Task brief: Give the lines from the one containing "structure, your assistance would be valued." through the one containing "M204 114L208 110L209", both included, as a JSON list of strings with one string per line and blank lines left out.

The input:

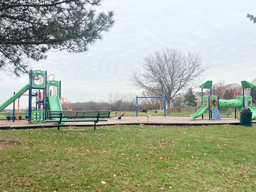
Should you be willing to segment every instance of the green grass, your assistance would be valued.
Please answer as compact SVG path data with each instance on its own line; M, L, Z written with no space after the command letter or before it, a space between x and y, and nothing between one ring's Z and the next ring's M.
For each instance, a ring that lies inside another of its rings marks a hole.
M0 131L0 190L256 190L255 126L70 129Z
M119 113L122 113L123 111L118 111ZM136 116L136 111L123 111L125 113L125 116ZM145 114L148 115L151 115L151 116L164 116L164 113L154 113L154 112L148 112L147 113L142 113L142 112L138 112L138 115L139 116L144 116ZM186 116L189 117L190 116L191 113L177 113L177 112L172 112L170 115L166 113L166 116ZM114 111L111 111L110 113L110 117L115 117L115 113Z

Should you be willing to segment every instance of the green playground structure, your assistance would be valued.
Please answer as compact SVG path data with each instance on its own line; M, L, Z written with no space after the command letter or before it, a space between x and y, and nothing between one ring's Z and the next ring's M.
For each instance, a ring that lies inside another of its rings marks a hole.
M204 114L208 110L209 118L214 120L221 120L220 114L220 109L231 108L235 109L235 118L236 118L236 111L242 110L243 108L249 107L252 112L252 119L256 118L256 107L253 106L253 88L256 86L246 81L241 81L243 89L243 95L235 97L234 99L220 99L215 95L212 95L212 81L207 81L199 86L201 88L202 107L196 113L191 114L190 117L196 118L199 117L204 118ZM210 94L203 95L203 89L210 89ZM245 95L244 90L250 89L251 95Z
M49 79L52 77L53 79ZM68 105L67 99L61 96L60 81L54 79L53 74L47 76L47 71L41 70L31 70L29 73L29 83L0 105L0 111L13 103L12 121L15 116L15 101L18 99L18 118L19 124L19 100L23 96L28 96L28 116L27 119L29 123L57 123L58 129L60 125L65 122L93 122L94 129L96 130L96 123L105 122L110 117L110 111L73 111L72 107ZM25 94L28 91L28 94ZM63 110L61 100L63 106ZM10 118L10 115L7 117ZM6 118L7 118L6 117Z
M53 77L53 79L49 80L51 77ZM60 102L61 81L54 79L54 75L51 74L47 76L46 71L31 70L29 73L29 83L1 105L0 111L13 103L13 121L14 122L15 101L18 99L17 119L19 121L19 99L22 95L28 96L27 120L31 123L44 122L47 110L62 110ZM28 94L25 94L28 91ZM67 105L67 99L65 99L65 101Z

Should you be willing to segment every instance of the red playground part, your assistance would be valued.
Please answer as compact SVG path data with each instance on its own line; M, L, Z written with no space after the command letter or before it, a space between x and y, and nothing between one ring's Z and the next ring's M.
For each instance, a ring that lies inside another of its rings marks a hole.
M64 107L65 107L68 110L73 111L73 109L72 109L72 106L68 105L68 100L62 97L61 98L61 100L62 101L63 105L64 106Z

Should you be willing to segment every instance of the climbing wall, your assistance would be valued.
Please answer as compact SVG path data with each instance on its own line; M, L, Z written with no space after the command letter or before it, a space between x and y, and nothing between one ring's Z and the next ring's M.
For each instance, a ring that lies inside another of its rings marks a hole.
M212 118L214 121L221 121L219 109L212 109Z

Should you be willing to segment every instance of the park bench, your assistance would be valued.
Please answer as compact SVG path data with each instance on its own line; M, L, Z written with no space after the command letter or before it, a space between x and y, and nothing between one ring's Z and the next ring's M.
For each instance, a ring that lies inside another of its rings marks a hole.
M233 111L220 111L220 114L221 115L227 115L227 117L228 117L229 115L232 114L234 113Z
M45 122L58 123L58 130L60 124L65 122L91 122L94 123L94 130L96 123L99 122L107 121L109 118L109 111L47 111Z

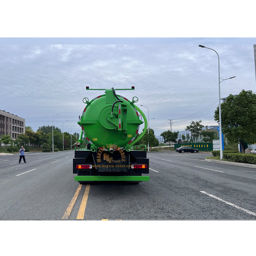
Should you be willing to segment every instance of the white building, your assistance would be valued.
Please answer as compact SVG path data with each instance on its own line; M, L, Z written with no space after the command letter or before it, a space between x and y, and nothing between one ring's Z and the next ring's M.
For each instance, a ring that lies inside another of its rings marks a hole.
M0 109L0 135L9 134L14 140L25 133L25 119Z

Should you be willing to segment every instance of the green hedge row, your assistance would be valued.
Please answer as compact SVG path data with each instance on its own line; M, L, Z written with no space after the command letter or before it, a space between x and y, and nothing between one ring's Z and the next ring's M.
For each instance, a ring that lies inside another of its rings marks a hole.
M223 154L224 153L238 153L238 150L236 151L234 151L233 150L224 150L222 151ZM212 151L212 156L220 156L220 150L216 150L215 151Z
M241 153L223 153L223 158L229 162L256 164L256 155Z

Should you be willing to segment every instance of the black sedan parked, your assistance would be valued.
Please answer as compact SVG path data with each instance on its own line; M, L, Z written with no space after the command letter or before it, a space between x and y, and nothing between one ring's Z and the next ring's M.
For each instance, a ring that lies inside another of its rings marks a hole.
M190 147L180 147L176 149L176 152L179 153L184 153L185 152L190 152L191 153L197 153L198 149L192 148Z

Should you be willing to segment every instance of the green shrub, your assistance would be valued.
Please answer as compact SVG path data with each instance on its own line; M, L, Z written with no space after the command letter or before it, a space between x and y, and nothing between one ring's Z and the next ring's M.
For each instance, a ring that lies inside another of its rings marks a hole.
M222 153L223 154L224 154L224 153L238 153L238 154L240 154L239 153L238 151L238 149L235 151L233 150L224 150L222 151ZM212 151L212 156L220 156L220 150Z
M223 153L223 157L229 162L256 164L256 155L241 153Z

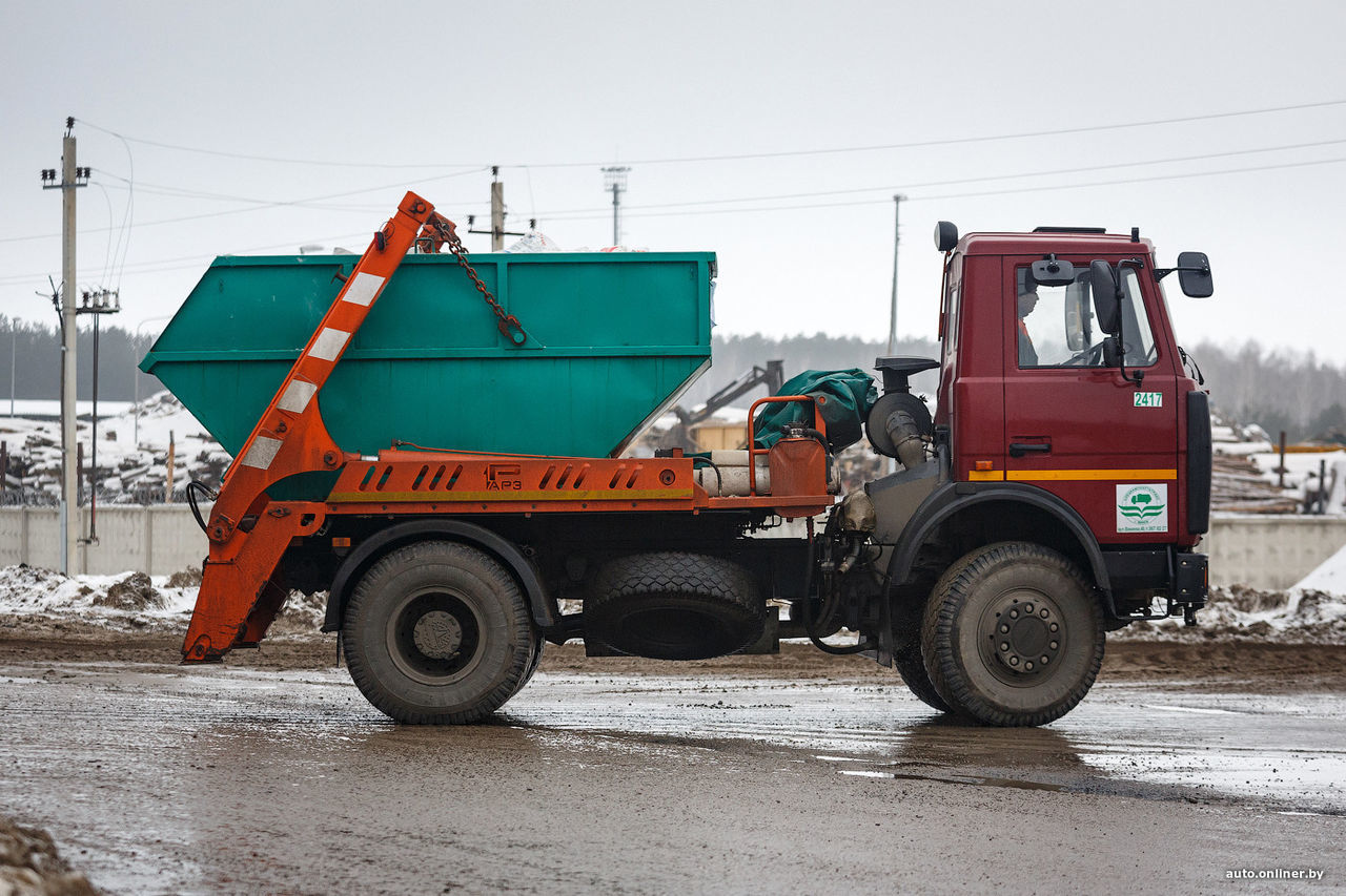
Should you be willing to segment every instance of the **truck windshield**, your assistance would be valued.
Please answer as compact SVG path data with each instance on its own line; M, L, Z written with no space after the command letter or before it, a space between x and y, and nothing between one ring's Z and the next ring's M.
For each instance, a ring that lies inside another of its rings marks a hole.
M1074 283L1043 287L1016 270L1019 367L1102 367L1102 340L1089 291L1089 269L1077 268ZM1132 268L1121 269L1121 327L1128 367L1155 362L1155 340L1145 313L1140 281Z

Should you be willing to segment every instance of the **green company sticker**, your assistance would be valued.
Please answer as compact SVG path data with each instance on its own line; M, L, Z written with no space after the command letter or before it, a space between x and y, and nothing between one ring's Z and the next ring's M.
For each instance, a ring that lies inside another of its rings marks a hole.
M1117 531L1168 531L1168 486L1117 486Z

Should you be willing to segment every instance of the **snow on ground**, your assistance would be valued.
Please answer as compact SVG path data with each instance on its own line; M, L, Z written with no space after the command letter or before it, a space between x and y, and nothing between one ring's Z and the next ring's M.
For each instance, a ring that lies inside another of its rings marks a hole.
M1288 592L1242 585L1211 589L1197 613L1198 626L1180 619L1140 623L1112 635L1125 640L1187 640L1229 636L1279 643L1346 644L1346 548L1329 557Z
M113 631L186 630L199 584L197 570L153 577L139 572L65 576L26 564L0 566L0 618L82 622ZM292 592L272 634L316 634L326 608L326 592Z
M1248 459L1257 464L1263 479L1271 483L1277 482L1280 474L1276 470L1280 467L1280 453L1275 451L1253 452L1248 455ZM1288 452L1285 455L1285 487L1298 488L1300 492L1306 484L1312 484L1316 488L1318 474L1324 467L1329 484L1333 484L1335 479L1335 488L1329 505L1341 509L1342 499L1346 498L1346 451Z
M206 428L167 391L140 402L139 420L133 405L122 402L120 413L98 418L98 491L104 500L145 500L145 490L163 495L170 436L174 441L174 488L191 479L218 483L229 455ZM104 405L100 405L100 414ZM85 445L86 468L93 464L92 420L78 422L77 439ZM38 417L0 417L0 440L8 443L22 475L11 471L11 486L59 494L61 424Z

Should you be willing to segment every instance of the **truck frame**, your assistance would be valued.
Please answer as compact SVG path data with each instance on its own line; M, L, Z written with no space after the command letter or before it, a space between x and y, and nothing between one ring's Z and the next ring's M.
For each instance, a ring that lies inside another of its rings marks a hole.
M521 332L452 222L408 192L209 519L198 514L210 553L183 662L256 647L292 589L327 591L323 630L339 632L361 692L402 722L489 716L528 682L545 642L690 659L791 634L896 667L944 712L996 725L1058 718L1092 686L1106 630L1193 623L1206 600L1194 549L1209 521L1207 396L1184 370L1160 280L1176 270L1184 292L1210 295L1209 262L1183 253L1156 269L1136 231L960 239L941 222L935 237L942 358L878 359L883 396L861 409L875 451L902 470L837 500L832 459L857 431L841 432L825 390L806 390L752 405L748 448L727 461L746 474L732 492L715 457L681 449L343 451L323 424L322 389L408 252L447 248L501 334ZM1057 357L1024 363L1016 300L1030 292L1049 293L1065 334L1042 342ZM935 367L931 417L910 377ZM782 406L763 439L759 412ZM314 471L335 478L322 500L268 492ZM759 537L794 519L806 535ZM564 613L565 599L583 611ZM841 630L859 640L837 646Z

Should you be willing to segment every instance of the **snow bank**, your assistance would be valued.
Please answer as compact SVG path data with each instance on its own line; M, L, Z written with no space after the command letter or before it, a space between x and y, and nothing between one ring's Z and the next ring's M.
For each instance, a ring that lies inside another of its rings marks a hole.
M1242 585L1215 588L1198 626L1179 619L1137 623L1112 635L1123 640L1233 638L1287 644L1346 644L1346 546L1289 591Z
M153 577L140 572L66 576L26 564L0 566L0 616L81 622L113 631L182 631L197 605L199 583L198 570ZM271 634L316 634L326 608L326 592L291 592Z

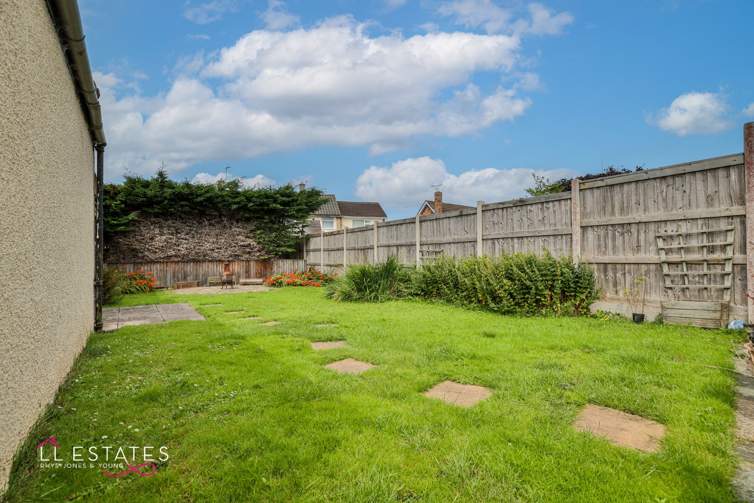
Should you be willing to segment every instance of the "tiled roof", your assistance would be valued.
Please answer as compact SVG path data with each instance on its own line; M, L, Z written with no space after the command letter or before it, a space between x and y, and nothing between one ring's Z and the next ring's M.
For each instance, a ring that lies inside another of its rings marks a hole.
M340 210L338 209L338 203L336 202L335 196L332 194L323 194L323 198L327 198L328 201L320 207L320 209L314 212L314 215L323 215L325 216L340 216Z
M434 211L434 201L425 201L425 202L429 204L429 207L432 208L432 211ZM474 207L473 206L464 206L463 204L451 204L450 203L443 203L443 213L446 213L448 211L456 211L458 210L468 210L469 208L473 208L473 207Z
M339 201L340 214L344 216L369 216L372 218L388 218L385 210L379 203L361 203Z

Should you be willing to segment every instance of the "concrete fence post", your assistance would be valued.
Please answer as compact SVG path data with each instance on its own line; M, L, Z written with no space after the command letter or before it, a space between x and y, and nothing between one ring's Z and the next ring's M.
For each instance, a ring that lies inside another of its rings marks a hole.
M754 122L743 124L743 171L746 187L746 306L754 321Z
M421 265L421 253L419 247L421 245L421 216L416 216L416 267Z
M379 222L375 222L375 263L379 262L379 257L377 256L377 225Z
M482 256L482 207L483 201L477 201L477 256Z
M571 181L571 250L573 252L573 262L578 265L581 262L581 200L578 195L578 178Z

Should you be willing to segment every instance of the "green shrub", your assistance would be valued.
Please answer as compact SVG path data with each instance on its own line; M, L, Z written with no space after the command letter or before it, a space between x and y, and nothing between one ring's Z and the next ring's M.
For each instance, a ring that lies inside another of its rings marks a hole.
M598 298L594 271L547 250L496 257L440 256L416 270L414 295L502 314L585 314Z
M379 264L348 265L325 286L325 295L335 300L376 302L403 294L410 281L411 269L391 256Z
M121 269L105 269L102 273L102 302L112 304L125 293L128 279Z

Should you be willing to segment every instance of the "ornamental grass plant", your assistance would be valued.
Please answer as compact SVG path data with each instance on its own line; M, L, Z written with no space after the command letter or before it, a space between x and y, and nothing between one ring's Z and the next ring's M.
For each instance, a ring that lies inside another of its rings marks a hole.
M325 295L334 300L375 302L401 296L411 282L412 269L394 256L379 264L348 265L329 284Z

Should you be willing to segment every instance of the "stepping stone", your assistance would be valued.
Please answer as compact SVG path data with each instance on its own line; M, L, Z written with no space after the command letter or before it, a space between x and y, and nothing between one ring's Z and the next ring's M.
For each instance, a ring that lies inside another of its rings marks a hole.
M573 427L605 437L615 445L648 452L660 450L660 440L665 434L664 425L591 403L584 408Z
M334 361L329 365L325 365L325 368L337 370L342 374L360 374L364 370L369 370L374 365L367 363L366 361L359 361L354 358L346 358L340 361Z
M430 398L440 398L446 403L470 407L477 402L489 398L492 394L492 390L483 386L446 381L430 388L424 394Z
M312 349L330 349L331 348L343 348L345 341L327 341L326 342L312 342Z

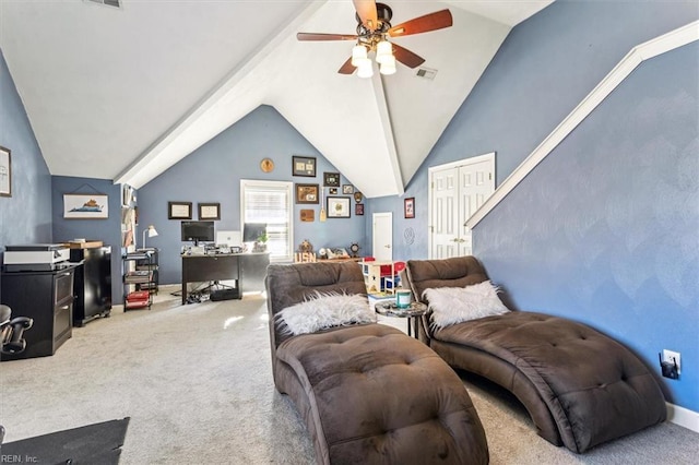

Completed exercise:
[
  "Should you be willing to segment every instance of the green playground structure, your assistance would be valued.",
  "Please answer as compact SVG path data with each instance on its own line; M, L, Z written with no space after the command letter or before it, a space between x and y, and nothing between one ring's Z and the next ring's M.",
  "For each instance, a ring that lies inside another of its rings marks a hole.",
  "M204 114L208 110L209 118L214 120L221 120L220 114L220 109L231 108L235 109L235 118L236 118L236 111L242 110L243 108L249 107L252 112L252 119L256 118L256 107L253 106L253 88L256 86L246 81L241 81L243 89L243 95L235 97L234 99L220 99L215 95L212 95L212 81L207 81L199 86L201 88L202 107L196 113L191 114L190 117L196 118L199 117L204 118ZM210 94L203 95L203 89L210 89ZM245 95L244 90L250 89L251 95Z"
]